◆ PROBLEM TO WORK ON: Retype, word for word, every line from the one holding "compact form (630,385)." through the one holding "compact form (244,110)." in the entries below, both included, and only those lines.

◆ RECORDS SUPPLIED:
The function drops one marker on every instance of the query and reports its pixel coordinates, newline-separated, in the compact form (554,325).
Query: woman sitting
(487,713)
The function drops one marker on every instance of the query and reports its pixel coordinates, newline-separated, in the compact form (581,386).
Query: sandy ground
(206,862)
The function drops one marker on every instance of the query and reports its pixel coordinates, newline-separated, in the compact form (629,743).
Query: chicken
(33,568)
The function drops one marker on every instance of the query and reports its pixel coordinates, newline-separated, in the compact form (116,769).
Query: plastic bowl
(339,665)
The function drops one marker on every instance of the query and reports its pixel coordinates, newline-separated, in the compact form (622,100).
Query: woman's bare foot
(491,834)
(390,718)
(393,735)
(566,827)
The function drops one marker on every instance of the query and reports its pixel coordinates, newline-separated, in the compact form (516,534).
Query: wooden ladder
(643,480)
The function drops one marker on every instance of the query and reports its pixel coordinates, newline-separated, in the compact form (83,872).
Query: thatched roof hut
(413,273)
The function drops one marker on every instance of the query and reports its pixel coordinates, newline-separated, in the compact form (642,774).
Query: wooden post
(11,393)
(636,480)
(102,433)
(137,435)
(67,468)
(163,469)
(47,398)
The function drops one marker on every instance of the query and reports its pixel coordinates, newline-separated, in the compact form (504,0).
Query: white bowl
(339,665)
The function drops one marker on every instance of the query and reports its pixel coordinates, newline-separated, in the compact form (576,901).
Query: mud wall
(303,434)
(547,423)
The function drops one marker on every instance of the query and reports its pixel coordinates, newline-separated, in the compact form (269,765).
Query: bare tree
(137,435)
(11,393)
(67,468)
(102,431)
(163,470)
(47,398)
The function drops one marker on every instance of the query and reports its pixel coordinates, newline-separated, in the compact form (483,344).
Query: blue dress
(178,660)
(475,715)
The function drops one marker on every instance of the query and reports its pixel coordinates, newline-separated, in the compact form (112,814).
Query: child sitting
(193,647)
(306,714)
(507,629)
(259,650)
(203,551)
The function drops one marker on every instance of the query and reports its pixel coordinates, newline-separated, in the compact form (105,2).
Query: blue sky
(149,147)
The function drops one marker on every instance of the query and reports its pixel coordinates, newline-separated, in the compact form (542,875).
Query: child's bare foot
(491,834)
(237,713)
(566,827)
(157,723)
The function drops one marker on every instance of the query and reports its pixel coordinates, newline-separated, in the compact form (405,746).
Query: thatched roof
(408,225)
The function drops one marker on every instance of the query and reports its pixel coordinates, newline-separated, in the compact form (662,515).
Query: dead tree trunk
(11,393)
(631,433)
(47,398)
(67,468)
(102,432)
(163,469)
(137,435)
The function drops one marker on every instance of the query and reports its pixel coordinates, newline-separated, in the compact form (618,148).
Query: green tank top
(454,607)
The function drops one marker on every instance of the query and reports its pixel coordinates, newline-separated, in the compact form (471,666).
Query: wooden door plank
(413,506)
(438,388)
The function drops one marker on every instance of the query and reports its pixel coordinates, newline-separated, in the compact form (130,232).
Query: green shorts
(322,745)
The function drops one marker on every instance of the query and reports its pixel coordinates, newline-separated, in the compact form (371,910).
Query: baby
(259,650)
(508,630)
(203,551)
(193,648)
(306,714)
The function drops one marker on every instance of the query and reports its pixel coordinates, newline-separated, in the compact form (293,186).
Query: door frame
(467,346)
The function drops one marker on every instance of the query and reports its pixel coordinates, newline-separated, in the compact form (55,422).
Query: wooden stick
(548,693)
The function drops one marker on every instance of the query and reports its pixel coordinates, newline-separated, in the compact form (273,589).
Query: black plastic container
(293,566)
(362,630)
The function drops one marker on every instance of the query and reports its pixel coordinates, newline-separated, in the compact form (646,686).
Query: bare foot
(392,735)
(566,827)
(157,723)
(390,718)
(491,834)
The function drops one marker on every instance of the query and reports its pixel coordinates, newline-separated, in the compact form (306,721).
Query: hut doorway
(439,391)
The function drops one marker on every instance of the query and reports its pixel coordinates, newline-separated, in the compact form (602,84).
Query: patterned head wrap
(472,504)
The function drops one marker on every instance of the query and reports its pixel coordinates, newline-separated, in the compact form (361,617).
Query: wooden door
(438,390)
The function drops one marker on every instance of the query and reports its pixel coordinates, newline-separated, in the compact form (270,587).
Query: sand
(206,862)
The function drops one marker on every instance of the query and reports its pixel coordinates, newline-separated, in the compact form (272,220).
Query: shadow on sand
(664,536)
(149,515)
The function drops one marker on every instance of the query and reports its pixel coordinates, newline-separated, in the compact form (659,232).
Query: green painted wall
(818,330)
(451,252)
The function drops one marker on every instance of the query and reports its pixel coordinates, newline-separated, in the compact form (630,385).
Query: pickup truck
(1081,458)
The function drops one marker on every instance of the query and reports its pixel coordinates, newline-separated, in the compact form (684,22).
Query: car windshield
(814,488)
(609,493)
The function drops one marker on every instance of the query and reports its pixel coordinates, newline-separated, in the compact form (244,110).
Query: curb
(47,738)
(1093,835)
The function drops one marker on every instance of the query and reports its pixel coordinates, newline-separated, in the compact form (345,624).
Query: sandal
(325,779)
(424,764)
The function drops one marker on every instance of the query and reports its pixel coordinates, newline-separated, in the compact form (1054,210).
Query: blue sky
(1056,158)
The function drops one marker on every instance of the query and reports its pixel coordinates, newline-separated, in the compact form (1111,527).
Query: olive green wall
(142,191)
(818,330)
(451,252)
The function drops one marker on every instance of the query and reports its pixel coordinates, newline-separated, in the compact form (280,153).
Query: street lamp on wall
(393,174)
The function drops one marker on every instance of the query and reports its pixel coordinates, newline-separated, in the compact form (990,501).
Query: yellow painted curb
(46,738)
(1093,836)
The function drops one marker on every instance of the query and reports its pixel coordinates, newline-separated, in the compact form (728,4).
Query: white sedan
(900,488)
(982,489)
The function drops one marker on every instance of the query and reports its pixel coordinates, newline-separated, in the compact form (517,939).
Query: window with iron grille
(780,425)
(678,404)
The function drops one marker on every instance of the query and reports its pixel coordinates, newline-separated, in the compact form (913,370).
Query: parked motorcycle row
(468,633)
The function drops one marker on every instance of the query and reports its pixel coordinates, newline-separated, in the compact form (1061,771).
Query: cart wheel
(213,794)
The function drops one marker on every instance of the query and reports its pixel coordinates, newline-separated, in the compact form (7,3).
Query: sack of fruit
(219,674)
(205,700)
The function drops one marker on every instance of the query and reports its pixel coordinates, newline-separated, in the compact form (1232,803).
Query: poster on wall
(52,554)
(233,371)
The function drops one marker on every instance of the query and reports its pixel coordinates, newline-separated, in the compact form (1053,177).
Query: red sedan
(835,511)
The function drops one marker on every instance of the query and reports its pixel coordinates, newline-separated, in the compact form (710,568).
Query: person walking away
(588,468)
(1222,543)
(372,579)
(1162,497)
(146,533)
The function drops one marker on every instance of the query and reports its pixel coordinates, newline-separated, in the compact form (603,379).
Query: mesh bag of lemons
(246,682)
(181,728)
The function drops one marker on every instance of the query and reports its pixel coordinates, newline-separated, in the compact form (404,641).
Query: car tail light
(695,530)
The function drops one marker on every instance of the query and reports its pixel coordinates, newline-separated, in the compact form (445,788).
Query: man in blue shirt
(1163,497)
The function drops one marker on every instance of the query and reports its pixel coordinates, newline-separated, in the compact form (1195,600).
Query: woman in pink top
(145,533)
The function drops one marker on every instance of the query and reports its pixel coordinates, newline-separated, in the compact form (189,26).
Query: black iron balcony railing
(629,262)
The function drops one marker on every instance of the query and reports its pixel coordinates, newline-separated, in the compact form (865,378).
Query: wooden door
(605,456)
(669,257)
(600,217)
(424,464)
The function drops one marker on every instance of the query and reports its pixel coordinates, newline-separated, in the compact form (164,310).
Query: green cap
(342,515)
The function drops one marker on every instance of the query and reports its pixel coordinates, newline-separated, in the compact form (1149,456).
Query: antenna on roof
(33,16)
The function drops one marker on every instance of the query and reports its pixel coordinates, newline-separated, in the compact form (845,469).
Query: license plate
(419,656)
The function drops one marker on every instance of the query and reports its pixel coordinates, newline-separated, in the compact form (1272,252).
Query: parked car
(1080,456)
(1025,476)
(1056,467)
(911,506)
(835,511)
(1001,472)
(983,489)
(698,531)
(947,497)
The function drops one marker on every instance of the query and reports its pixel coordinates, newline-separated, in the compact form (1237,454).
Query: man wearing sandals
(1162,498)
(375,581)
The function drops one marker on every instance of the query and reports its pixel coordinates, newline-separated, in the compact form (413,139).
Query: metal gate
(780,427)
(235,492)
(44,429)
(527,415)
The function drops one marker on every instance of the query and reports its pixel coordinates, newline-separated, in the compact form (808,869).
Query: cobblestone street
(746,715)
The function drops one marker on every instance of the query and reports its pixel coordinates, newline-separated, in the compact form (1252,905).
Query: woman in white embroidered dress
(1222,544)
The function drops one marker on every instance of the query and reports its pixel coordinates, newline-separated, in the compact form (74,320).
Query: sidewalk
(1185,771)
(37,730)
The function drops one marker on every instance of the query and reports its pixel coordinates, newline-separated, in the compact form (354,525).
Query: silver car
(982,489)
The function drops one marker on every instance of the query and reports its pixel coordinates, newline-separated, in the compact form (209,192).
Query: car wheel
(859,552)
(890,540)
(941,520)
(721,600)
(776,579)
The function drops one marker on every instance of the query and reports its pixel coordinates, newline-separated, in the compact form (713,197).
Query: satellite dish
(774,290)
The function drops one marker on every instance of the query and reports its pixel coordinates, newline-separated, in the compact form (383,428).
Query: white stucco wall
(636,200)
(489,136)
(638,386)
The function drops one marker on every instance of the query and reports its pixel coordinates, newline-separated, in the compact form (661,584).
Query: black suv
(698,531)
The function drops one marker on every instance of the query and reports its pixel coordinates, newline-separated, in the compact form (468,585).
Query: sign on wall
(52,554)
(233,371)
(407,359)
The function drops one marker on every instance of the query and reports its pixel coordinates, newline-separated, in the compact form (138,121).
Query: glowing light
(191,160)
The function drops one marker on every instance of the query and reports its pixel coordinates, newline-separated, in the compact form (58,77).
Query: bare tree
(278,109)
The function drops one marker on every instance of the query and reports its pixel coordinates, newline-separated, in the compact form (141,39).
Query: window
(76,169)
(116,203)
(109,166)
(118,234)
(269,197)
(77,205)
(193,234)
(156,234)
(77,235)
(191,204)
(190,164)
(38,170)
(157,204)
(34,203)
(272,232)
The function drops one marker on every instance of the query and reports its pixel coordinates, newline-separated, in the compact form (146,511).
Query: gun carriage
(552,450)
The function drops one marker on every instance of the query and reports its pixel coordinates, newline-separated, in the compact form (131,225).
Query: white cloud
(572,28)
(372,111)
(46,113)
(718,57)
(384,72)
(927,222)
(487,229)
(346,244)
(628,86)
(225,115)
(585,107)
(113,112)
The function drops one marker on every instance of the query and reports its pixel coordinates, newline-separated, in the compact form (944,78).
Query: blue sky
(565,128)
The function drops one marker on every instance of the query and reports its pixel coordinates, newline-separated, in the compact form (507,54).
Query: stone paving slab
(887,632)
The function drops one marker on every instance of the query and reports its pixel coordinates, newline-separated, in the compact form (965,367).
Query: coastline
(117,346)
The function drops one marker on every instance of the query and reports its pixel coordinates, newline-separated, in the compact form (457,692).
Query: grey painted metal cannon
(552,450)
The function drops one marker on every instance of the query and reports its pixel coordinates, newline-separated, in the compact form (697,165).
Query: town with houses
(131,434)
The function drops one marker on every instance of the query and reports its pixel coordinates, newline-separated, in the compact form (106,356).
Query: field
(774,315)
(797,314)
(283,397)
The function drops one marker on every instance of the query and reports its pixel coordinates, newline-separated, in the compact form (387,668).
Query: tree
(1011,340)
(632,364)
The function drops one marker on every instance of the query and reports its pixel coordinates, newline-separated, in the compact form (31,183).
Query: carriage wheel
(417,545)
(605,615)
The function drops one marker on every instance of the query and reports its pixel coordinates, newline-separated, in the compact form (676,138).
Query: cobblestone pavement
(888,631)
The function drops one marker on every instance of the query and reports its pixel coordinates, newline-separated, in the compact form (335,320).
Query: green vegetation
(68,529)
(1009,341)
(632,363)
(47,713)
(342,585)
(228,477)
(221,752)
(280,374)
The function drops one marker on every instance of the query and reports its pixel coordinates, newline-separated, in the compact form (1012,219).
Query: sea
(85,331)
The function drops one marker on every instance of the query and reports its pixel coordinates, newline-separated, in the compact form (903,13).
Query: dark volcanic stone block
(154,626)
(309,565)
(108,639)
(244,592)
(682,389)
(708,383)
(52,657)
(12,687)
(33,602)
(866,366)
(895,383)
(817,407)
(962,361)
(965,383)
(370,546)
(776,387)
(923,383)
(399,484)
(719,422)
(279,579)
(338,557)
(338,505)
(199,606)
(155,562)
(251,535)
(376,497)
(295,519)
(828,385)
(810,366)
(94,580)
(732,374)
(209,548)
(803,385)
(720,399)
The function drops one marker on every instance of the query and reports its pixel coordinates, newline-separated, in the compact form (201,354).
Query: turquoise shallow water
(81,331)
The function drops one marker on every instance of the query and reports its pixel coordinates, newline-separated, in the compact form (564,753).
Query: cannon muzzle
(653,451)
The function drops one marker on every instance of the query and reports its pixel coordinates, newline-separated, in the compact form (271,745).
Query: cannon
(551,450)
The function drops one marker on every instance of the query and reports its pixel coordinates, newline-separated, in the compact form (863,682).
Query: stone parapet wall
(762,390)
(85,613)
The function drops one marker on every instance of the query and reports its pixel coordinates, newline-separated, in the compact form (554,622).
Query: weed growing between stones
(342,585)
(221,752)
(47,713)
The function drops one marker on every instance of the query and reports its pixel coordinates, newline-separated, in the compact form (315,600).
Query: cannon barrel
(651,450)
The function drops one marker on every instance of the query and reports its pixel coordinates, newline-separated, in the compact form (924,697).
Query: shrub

◆ SOLUTION TO THIS PROBLEM:
The function drops one marker on every instance of the query and reports its pixel coordinates, newline-separated, in the compact form (630,385).
Query: pickup truck
(1081,458)
The function drops one marker on every instance of the query and reports its pixel coordinates, newline-separated, in the compact form (684,22).
Query: car windshield
(814,488)
(609,493)
The function drops one marker on every instance of the query and reports its pixel coordinates, newline-separated, in the compact form (244,110).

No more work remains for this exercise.